### Recorded data:

=======

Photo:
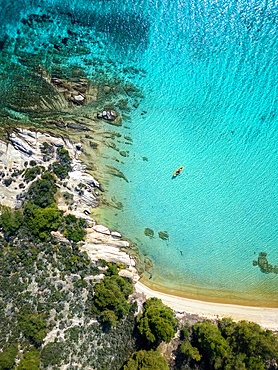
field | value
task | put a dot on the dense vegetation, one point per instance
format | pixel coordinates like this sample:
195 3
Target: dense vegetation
227 345
58 308
157 322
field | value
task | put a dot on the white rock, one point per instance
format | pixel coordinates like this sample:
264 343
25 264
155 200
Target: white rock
102 229
115 234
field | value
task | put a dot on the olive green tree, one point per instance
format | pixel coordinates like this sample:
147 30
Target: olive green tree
7 357
146 360
110 298
157 322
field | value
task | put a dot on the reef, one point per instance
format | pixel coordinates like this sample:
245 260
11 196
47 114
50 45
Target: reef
264 265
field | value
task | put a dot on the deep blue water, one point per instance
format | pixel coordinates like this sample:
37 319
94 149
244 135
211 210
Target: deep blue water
208 71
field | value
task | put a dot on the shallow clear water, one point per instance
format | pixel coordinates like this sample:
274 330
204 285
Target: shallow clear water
208 71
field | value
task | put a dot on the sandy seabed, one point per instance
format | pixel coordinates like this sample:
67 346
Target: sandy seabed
265 317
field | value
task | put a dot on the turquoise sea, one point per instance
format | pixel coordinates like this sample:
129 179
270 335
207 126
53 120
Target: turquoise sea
208 71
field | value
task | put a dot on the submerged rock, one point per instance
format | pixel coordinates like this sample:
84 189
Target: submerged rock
163 235
149 232
109 115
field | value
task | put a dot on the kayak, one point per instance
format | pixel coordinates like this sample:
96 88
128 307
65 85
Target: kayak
178 171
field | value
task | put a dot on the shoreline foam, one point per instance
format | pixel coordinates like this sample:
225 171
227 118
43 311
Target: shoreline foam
265 317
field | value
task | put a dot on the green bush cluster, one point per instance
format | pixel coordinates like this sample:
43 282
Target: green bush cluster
7 357
157 322
110 298
229 345
34 327
146 360
73 228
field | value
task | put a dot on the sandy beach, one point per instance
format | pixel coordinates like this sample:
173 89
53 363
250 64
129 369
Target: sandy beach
265 317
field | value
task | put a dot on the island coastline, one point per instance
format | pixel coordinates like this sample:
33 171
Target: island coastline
108 245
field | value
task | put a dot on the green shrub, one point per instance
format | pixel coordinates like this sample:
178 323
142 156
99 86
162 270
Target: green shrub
74 228
146 360
7 357
33 326
111 293
31 173
10 221
30 360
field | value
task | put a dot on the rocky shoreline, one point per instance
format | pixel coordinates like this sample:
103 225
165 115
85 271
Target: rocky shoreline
22 151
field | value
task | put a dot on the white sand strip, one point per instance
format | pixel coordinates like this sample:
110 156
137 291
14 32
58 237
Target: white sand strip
265 317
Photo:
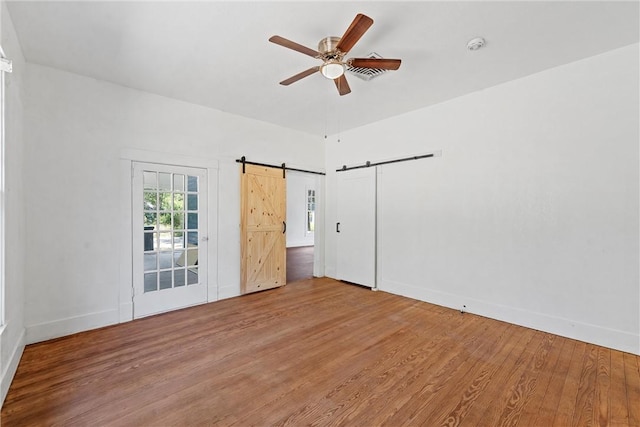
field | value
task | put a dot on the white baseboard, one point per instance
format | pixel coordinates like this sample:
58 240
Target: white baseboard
594 334
71 325
228 292
126 312
11 366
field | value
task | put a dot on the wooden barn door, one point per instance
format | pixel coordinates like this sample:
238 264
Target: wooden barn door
263 226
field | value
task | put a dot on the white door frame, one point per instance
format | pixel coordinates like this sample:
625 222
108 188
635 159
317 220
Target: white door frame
125 223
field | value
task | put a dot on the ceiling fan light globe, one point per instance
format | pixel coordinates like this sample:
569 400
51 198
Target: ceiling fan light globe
332 70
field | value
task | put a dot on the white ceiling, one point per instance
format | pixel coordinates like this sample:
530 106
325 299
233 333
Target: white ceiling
217 54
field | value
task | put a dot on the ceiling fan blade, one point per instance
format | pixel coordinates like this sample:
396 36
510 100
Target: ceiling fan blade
294 46
299 76
342 85
358 27
379 63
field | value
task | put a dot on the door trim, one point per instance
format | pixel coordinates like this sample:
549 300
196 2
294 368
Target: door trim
125 225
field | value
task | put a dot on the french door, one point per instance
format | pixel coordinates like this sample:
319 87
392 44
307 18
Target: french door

=======

### Given request:
Reproduce each entry precisely. Leave the pictures out.

### Task output:
Photo:
field | value
task | put a dot on the dense vegetation, one point per instance
format | pixel coordinates like this sample:
195 3
Target: dense vegetation
227 345
58 308
157 322
field | value
task | put a dot on the white rock, one point per instance
format | pixel coordinates like this sample:
264 343
25 264
155 200
Target: white rock
102 229
115 234
field | value
task | put a dot on the olive green tree, one point per instance
format | pixel coordinates like this sample:
147 30
Target: olive green tree
7 357
146 360
110 298
157 322
field | value
task | put a dot on the reef, one point per instance
format | pixel coordinates like this sample:
245 260
11 196
47 114
50 45
Target: reef
264 265
field | value
task | put a dot on the deep blue water, one point per instance
format | pixel coordinates like this sample:
37 319
94 149
244 135
211 210
Target: deep blue water
208 71
field | value
task | put a dot on the shallow clear water, one point per instance
format | pixel coordinates like this sample:
274 330
204 285
Target: shallow clear water
208 71
field | value
task | put a dot on the sandy seabed, one point per instance
format | pixel coordinates like this sample:
67 346
Target: sandy seabed
265 317
field | value
task | put a dot on the turquoise sea, one point per instance
format | pixel coordinates like this sample:
129 179
270 335
207 126
53 120
Target: turquoise sea
208 71
field | value
task | put a dot on the submerged rock, one point per instance
format | pixel coordinates like this sample:
84 189
Target: submerged rock
163 235
149 232
109 115
field | value
task | put a dot on the kayak, one point per instance
format | pixel coordinates like this sample:
96 88
128 307
65 85
Target: kayak
178 171
field | value
task | put a dot on the shoreline foam, one point per instance
format | pixel coordinates like this sample:
225 171
227 118
43 311
Target: shoreline foam
265 317
field | value
task | put a dot on the green bush cluster, one point per instance
format | pixel coordinates like this sample:
43 282
Target: green bush cluster
7 357
157 322
110 298
229 345
34 327
146 360
73 228
field | value
task | put a dot on the sandy beach, one point per instance
format | pixel coordinates like this sample:
173 89
53 363
250 64
129 369
Target: sandy beach
265 317
field | value
task | put a dot on the island coastline, one point per instance
format | pixel coordinates like this sample:
33 171
Target: island coastline
108 245
field | value
task | put a dot on the green shrub, one point per instance
format | pixel coordinates like this sample:
178 323
142 156
99 86
162 270
Target: green shrub
74 228
146 360
7 357
33 326
111 293
31 173
10 221
30 360
field | value
task | put a dot on the rocky shoreline, one point per instance
format | pixel coordinates like this sample:
103 225
165 115
85 271
Target: rocky shoreline
22 151
field | value
task | put a dot on the white sand strip, one point per instance
format | pixel coordinates like this sample:
110 156
137 291
14 32
58 237
Target: white sand strip
265 317
Photo:
field | value
task | put a dot on the white baseboard, one point per instance
format | pixel coordinates like this sample:
58 240
Target: white baseboard
594 334
71 325
228 292
126 312
11 366
field | value
task | put a dot on the wooden barn door, one point per instance
format | pixel coordinates like this sample:
238 264
Target: wooden barn door
263 226
field | value
task | put a dot on the white door frame, one point per instance
format | pixel coordinates like this sample:
625 222
108 188
635 159
317 220
Target: white door frame
125 223
field | value
task | put a dot on the ceiling fan light globe, one point per instance
format | pixel coordinates like this sample:
569 400
51 198
Target: ceiling fan light globe
332 70
field | value
task | put a dot on the white ceiling, one point per instance
format | pixel coordinates like this sample:
530 106
325 299
233 333
Target: white ceiling
217 54
field | value
task | put a dot on the ceiling fan blade, one point per instance
format | pixel coordinates like this sample:
396 36
510 100
Target: ceiling fan blade
294 46
299 76
342 85
358 27
379 63
field | value
task | put a dot on the door trim, one point per instance
format | pixel coordinates like this sample:
549 300
196 2
294 368
Target: door trim
125 225
field | value
task | put a dot on the french door, one point per instance
format | pixel coordinates like this sample:
319 87
392 44
307 18
Target: french door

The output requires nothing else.